Annotated photo localization data
--- START ---

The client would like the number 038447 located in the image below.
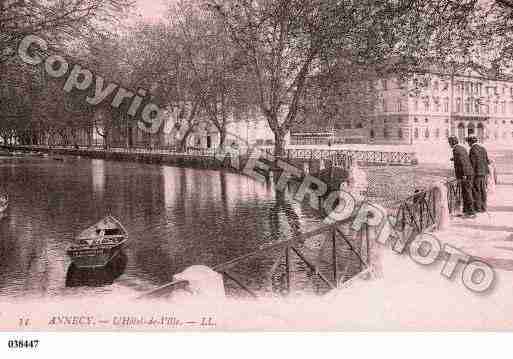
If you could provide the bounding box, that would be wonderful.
[8,339,39,349]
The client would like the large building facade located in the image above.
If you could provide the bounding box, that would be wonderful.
[290,66,513,146]
[373,67,513,144]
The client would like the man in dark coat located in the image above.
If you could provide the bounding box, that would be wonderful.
[468,136,490,212]
[448,136,475,217]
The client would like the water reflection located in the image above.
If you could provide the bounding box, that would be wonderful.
[0,157,323,298]
[65,252,128,288]
[91,159,105,197]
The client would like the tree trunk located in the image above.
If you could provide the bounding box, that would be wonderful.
[104,132,110,150]
[273,130,286,158]
[87,127,92,147]
[70,129,78,148]
[179,128,194,152]
[218,128,226,150]
[48,131,56,147]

--- END ---

▶ PROBLEM DESCRIPTION: Select and copy each line from the data that includes the word "above".

▶ ANSWER SPACE:
The client would like the large building facade located in the image above.
The client would like the man in dark coat located in the image above.
The client would like the water reflection located in the image above.
The client would like the tree trunk located in the image above.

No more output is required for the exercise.